### TASK
The records that follow are to be repeated exactly, with the pictures removed.

### RECORDS SHOWN
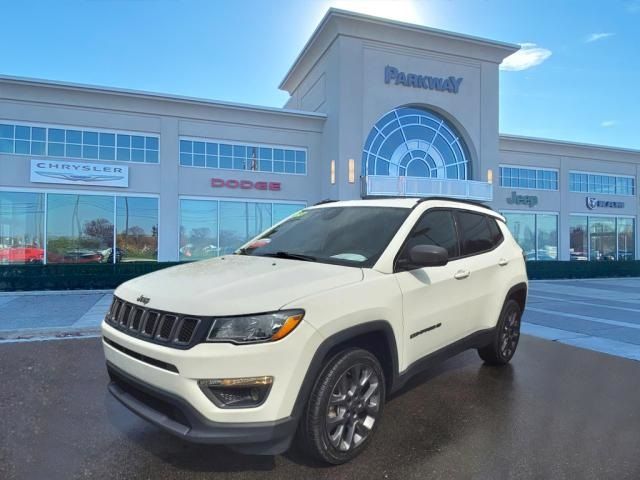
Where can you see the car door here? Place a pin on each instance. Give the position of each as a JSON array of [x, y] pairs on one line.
[[433, 299], [480, 265]]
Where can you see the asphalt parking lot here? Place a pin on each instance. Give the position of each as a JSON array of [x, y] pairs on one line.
[[556, 412]]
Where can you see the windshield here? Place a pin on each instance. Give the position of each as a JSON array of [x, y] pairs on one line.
[[352, 236]]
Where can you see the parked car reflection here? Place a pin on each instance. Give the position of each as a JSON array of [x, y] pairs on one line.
[[22, 254]]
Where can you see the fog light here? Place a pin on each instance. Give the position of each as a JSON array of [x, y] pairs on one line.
[[236, 392]]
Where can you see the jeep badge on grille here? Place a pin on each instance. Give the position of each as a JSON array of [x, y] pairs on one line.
[[142, 299]]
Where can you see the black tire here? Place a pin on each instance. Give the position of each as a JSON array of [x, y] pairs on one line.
[[340, 419], [506, 338]]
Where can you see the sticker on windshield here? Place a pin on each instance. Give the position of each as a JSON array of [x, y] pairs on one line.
[[260, 243], [353, 257]]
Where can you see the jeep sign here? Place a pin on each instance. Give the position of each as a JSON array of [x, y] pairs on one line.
[[528, 200]]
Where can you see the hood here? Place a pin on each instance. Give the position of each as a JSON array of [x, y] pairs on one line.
[[235, 285]]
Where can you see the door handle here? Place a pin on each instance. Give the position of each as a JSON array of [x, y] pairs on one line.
[[461, 274]]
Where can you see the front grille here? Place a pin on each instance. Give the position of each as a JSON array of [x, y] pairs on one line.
[[143, 358], [165, 328]]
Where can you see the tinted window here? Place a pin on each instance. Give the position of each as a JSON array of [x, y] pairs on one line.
[[496, 233], [475, 233], [434, 228]]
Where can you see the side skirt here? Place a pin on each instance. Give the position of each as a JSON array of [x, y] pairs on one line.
[[475, 340]]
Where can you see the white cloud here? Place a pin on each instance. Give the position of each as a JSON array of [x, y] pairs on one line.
[[528, 56], [594, 37], [633, 6]]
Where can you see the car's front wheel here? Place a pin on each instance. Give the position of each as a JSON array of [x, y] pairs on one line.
[[506, 338], [345, 407]]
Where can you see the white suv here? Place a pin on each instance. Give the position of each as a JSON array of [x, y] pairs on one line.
[[307, 328]]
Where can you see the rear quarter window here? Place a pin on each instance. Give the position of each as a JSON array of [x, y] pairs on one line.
[[477, 232]]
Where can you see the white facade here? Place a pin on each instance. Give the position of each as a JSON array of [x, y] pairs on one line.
[[353, 71]]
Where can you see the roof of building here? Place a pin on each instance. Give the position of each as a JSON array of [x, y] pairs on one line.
[[551, 142], [156, 96], [328, 29]]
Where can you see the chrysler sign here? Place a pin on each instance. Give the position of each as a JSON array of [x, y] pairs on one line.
[[75, 173], [593, 203], [449, 84]]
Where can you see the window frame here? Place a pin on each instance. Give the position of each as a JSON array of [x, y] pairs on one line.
[[81, 145], [247, 144], [592, 178], [101, 193], [535, 179]]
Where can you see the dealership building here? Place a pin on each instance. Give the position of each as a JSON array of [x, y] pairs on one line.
[[376, 108]]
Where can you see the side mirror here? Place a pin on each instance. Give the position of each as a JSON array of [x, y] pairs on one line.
[[428, 256]]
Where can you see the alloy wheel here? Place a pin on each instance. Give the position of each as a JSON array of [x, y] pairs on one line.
[[510, 334], [353, 407]]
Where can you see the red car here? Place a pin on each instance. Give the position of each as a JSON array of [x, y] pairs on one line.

### ANSWER AREA
Where can you see the car door here? Place a pin on each instance. Give the position of each as a JSON array of [x, y] pairs on one line.
[[433, 299], [480, 265]]
Where can you see the asphalt parking lot here? Place a pin on each instance. Give the position of each as a JSON array of [x, y] pairs on one line.
[[556, 412]]
Where can you see the windshield here? Place a pin on each instance. Give the position of each as a JSON array of [x, y] pairs on one line.
[[352, 236]]
Where can you see the parked car reflection here? Place a pin on each instance. Give the position of each as a JSON array of [x, y] pairs on one line.
[[22, 254]]
Where can you see the fog light here? Place a pin on each instance. Give the position of each as a JSON array of [x, y] pairs on one line.
[[236, 392]]
Where can you see the jeep badge on grille here? Place a pin on each instance. Give the position of each as a JSON array of [x, y] pairs on one line.
[[142, 299]]
Where can you see the black tire here? Place a pin on each instance. Give the position of each as a JSON array of [x, y] pairs on one line.
[[340, 419], [506, 338]]
Where can you see the sticker on windshield here? Place a pin on each instance. Give the position of each as a JSON array of [x, y] pairs on one line.
[[260, 243], [353, 257]]
Where can you see the jeep sign here? Place a pin on each instance. Give the position of each as a JSON array of [x, y] pairs on one line.
[[528, 200]]
Where can you see the hood here? Place a pin on each instance. Give the position of each as a JSON array of [x, y] pairs on one line.
[[235, 285]]
Where can you see the door handle here? Place a pin on each instance. Give the position of each as a JSON array of [x, y] pairs on one line.
[[461, 274]]
Where can you see the front grille here? Place a pin on each instance. Give the position of each as a JSON array of [x, y] pairs on one line.
[[143, 358], [165, 328]]
Where can you see the tinted window here? Place a pin on each instance. Give the position of each as a JSON array of [x, y] pairs on one line.
[[496, 233], [475, 233], [434, 228]]
Where can you see the side skirt here? Place a pin on each instance. Give the position of each as a JSON array of [x, y] pairs on one line.
[[475, 340]]
Where can you see the white cloud here? Place a pin on each instance. Give the position of each as a JSON array of [x, y] pairs on one line.
[[528, 56], [594, 37], [633, 6]]
Where can you see the car's front wheel here? Place a pin on each instance. Give the position of each as a JSON array of [x, y] pairs on one line.
[[506, 338], [345, 407]]
Where can you see the white suv here? Place a pin on each instance. Give the position of each as a JSON array of [x, y] pairs on one line.
[[307, 328]]
Where can you see the rear quarter window here? Place a pin on each instance. Give the position of each as a JSON array of [x, y] pairs on one line.
[[477, 232]]
Where can you see the white facade here? Place a pin on each instance. Give the position of each as a JSON array of [x, y] pairs on one line.
[[353, 71]]
Where can you see the roof of building here? Place a pin on each instance. Give the position of each as a JSON array of [x, y] pairs on one line.
[[551, 142], [156, 96], [328, 29]]
Where can you see the chrysler sign here? Place a pin on each instance. Give the position of each as a JSON array of [x, y] pairs on one line.
[[75, 173], [593, 203], [449, 84]]
Where can you see the window frame here? Place a pin on each instance. Give the position of each as a JSON array of [x, y] pairs on one line.
[[81, 145], [247, 144], [592, 178], [101, 193], [535, 179]]
Where can you see the dealership building here? Place a pin on each instance. Give the position of each as a JSON array of [x, y] pairs on one line.
[[376, 108]]
Where can you see the side mirror here? Place a pin on each instance. Give the position of each as a JSON array of [x, y] pairs on one line.
[[428, 256]]
Where can you see the alloy wheel here? Place a pin on each instance. Give the position of each as a JSON array of [x, y] pairs on one line.
[[510, 334], [353, 407]]
Where can you see the red car here? Place a pin on each instance. Give the position of each as a JSON array of [x, y] pairs on one line.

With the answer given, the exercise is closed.